#### DATA FOR PROCESSING

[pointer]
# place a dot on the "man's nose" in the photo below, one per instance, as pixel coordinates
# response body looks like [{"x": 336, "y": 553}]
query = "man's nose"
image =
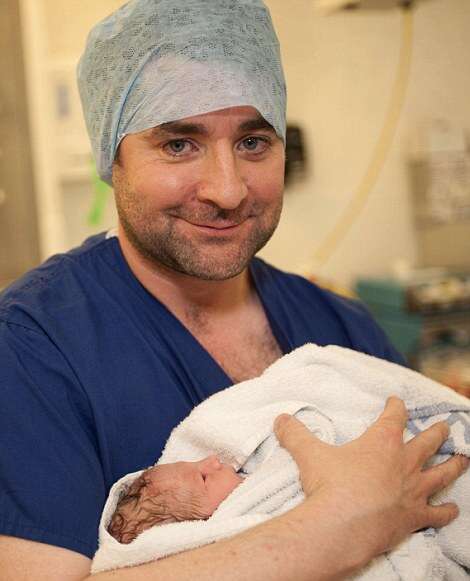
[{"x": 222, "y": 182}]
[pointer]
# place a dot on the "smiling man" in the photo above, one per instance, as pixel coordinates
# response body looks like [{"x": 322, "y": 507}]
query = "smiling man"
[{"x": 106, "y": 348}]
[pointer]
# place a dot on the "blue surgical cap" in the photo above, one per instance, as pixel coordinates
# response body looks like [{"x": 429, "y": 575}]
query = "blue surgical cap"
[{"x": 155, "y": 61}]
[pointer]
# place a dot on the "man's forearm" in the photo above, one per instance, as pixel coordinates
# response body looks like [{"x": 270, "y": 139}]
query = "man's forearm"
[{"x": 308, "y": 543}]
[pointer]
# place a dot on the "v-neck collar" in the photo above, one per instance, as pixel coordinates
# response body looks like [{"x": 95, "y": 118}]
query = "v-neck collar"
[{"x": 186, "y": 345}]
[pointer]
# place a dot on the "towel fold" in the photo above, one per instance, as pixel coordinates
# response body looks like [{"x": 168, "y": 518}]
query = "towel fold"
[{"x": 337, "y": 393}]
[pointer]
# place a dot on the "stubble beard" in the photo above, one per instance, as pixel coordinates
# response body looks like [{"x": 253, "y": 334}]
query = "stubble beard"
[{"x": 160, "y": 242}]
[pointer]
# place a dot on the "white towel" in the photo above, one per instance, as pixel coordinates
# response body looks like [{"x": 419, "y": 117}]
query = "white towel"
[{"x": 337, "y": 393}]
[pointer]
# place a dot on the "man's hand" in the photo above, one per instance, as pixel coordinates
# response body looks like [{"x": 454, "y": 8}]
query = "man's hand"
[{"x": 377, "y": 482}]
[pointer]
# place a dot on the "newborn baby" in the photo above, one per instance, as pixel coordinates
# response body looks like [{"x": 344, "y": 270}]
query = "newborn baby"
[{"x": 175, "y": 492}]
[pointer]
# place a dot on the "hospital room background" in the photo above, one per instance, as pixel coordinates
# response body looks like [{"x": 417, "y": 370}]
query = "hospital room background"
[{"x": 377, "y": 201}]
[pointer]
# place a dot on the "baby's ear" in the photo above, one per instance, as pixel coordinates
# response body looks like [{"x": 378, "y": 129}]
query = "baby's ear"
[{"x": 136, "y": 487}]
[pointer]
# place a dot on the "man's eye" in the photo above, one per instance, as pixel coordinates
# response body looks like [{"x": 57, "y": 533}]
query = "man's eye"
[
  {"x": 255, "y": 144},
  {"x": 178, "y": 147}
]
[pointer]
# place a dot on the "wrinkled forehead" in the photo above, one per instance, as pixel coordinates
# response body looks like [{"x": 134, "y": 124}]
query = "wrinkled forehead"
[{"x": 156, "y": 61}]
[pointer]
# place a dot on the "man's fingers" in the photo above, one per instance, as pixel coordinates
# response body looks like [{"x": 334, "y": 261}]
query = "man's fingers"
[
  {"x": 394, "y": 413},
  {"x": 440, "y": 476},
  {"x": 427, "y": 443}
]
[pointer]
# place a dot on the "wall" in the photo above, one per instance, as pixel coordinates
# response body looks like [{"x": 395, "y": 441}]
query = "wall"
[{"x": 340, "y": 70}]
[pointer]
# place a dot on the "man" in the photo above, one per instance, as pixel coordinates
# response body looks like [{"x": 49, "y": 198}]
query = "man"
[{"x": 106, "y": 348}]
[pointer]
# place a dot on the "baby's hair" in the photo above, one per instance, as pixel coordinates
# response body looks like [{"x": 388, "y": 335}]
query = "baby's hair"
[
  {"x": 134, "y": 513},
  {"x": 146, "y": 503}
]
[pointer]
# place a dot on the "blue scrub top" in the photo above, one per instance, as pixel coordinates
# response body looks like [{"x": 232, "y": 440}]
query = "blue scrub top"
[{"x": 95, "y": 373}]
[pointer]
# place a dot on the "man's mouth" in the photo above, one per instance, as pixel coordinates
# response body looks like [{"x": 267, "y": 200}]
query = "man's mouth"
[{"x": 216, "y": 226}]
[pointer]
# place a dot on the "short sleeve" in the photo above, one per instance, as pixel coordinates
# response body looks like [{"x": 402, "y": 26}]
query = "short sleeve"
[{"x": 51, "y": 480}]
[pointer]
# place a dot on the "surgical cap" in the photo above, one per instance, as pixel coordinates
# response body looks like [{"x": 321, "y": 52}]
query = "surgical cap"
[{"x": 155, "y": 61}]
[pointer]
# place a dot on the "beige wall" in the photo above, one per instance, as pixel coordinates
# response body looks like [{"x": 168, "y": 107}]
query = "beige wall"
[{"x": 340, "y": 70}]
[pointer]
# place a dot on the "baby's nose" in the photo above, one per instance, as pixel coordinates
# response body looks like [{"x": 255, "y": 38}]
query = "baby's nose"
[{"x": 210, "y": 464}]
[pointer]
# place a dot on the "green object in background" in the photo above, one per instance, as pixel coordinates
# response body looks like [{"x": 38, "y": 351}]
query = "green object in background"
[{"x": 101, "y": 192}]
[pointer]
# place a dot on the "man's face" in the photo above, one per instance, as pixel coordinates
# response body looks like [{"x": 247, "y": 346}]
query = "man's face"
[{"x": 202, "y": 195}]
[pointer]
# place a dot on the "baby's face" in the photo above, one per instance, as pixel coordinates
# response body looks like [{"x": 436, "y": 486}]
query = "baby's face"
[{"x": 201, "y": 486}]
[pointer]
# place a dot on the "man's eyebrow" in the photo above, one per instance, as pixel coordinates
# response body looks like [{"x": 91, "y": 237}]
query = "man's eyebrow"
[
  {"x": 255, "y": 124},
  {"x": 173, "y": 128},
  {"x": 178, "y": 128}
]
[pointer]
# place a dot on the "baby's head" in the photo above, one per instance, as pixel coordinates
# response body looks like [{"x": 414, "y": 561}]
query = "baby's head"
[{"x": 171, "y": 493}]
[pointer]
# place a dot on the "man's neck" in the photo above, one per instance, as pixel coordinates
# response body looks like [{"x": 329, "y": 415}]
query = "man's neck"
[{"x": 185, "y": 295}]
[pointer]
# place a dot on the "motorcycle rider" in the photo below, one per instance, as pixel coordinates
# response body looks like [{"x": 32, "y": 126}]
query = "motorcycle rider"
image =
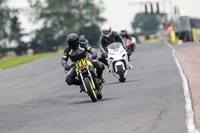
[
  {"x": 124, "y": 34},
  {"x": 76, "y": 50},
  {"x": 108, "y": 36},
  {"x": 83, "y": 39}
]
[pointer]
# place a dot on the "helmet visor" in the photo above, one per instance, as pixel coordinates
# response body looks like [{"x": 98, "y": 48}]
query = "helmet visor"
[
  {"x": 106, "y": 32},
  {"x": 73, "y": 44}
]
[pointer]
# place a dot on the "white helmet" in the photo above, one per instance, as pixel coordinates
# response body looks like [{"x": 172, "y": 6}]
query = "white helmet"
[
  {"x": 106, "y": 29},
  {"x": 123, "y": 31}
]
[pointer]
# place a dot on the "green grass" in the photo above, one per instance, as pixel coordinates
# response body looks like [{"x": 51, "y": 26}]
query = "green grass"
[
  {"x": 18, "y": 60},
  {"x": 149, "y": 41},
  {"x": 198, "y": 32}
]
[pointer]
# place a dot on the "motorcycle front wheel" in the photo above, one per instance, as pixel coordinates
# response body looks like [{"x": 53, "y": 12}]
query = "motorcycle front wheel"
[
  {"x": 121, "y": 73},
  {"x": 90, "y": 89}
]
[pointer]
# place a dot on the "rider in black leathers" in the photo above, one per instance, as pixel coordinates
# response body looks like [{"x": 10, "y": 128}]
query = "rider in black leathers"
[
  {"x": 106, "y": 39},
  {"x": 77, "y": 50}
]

########
#### DATA FOR PROCESSING

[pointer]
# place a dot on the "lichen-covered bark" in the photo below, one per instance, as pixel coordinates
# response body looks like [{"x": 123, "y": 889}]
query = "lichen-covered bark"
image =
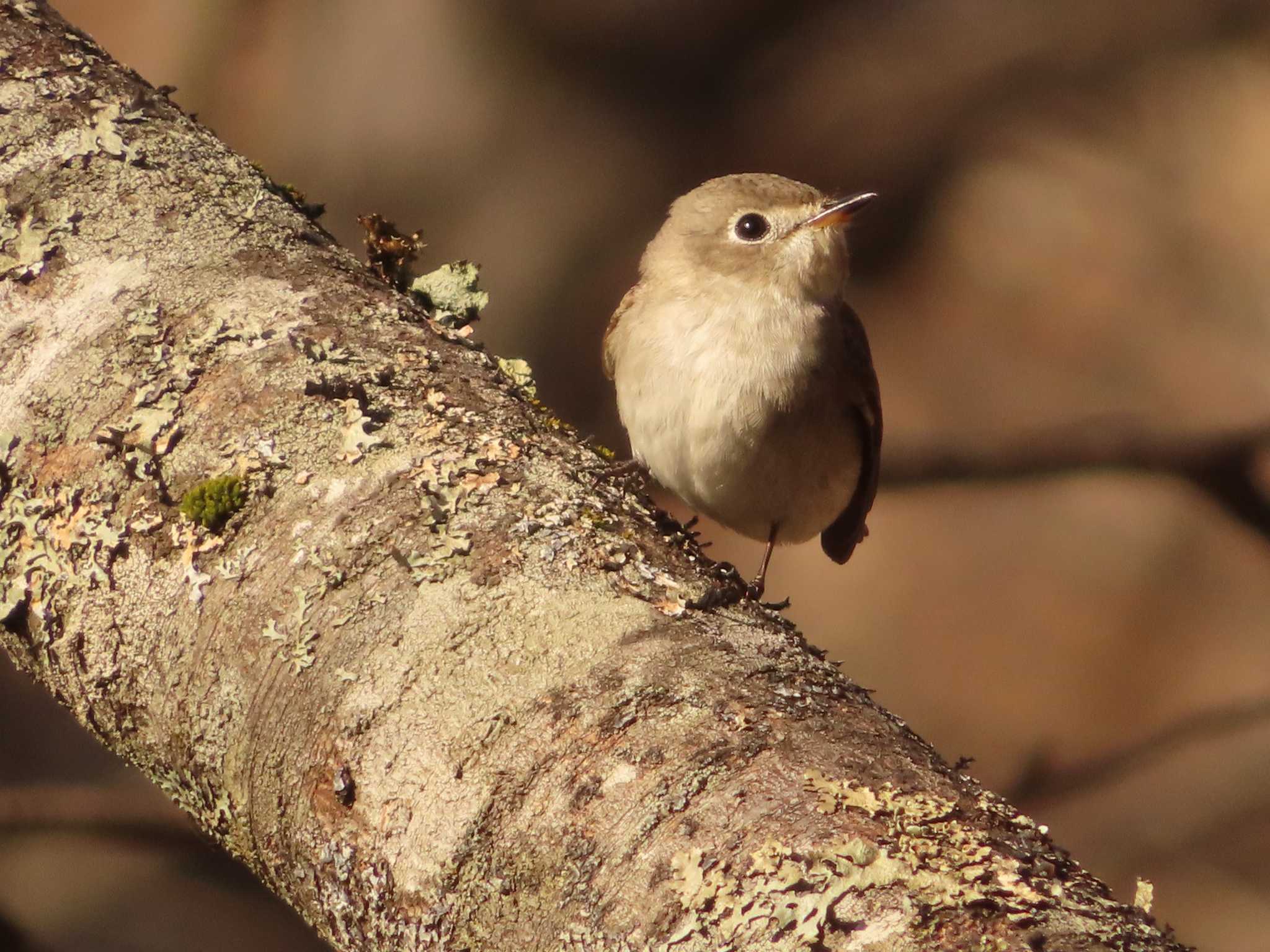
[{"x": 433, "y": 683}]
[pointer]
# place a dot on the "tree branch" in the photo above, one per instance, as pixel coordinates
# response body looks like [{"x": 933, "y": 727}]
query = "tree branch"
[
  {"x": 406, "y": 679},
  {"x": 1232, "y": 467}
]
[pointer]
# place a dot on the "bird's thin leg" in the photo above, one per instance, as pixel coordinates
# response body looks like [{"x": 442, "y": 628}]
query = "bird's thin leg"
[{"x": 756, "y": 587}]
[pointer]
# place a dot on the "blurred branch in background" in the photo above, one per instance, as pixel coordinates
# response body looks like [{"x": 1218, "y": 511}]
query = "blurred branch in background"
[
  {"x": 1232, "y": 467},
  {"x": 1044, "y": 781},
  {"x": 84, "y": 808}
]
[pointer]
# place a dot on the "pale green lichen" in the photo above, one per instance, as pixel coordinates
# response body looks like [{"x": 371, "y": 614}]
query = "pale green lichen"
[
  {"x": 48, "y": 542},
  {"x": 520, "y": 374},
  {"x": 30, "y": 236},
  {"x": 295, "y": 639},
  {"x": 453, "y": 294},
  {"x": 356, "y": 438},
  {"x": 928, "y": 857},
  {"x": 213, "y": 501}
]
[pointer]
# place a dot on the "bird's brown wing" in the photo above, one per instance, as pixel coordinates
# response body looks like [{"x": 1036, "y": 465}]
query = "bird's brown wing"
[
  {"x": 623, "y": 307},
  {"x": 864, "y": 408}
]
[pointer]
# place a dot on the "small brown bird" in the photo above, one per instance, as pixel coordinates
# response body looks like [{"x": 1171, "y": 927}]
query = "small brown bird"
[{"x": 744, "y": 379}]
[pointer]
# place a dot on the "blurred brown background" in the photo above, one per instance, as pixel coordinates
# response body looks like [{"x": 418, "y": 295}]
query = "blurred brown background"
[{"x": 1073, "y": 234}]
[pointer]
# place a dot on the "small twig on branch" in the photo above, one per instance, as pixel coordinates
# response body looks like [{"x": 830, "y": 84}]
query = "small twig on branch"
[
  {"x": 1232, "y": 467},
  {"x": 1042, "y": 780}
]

########

Report every line in the listing that contains the word "towel", copying each line in full.

# [TASK OUTPUT]
# place a dot on the "towel fold" in the photo above, one per instance, as pixel coordinates
query = "towel fold"
# place a dot on the "white towel" in the photo above, one per instance, as pixel coordinates
query = "white towel"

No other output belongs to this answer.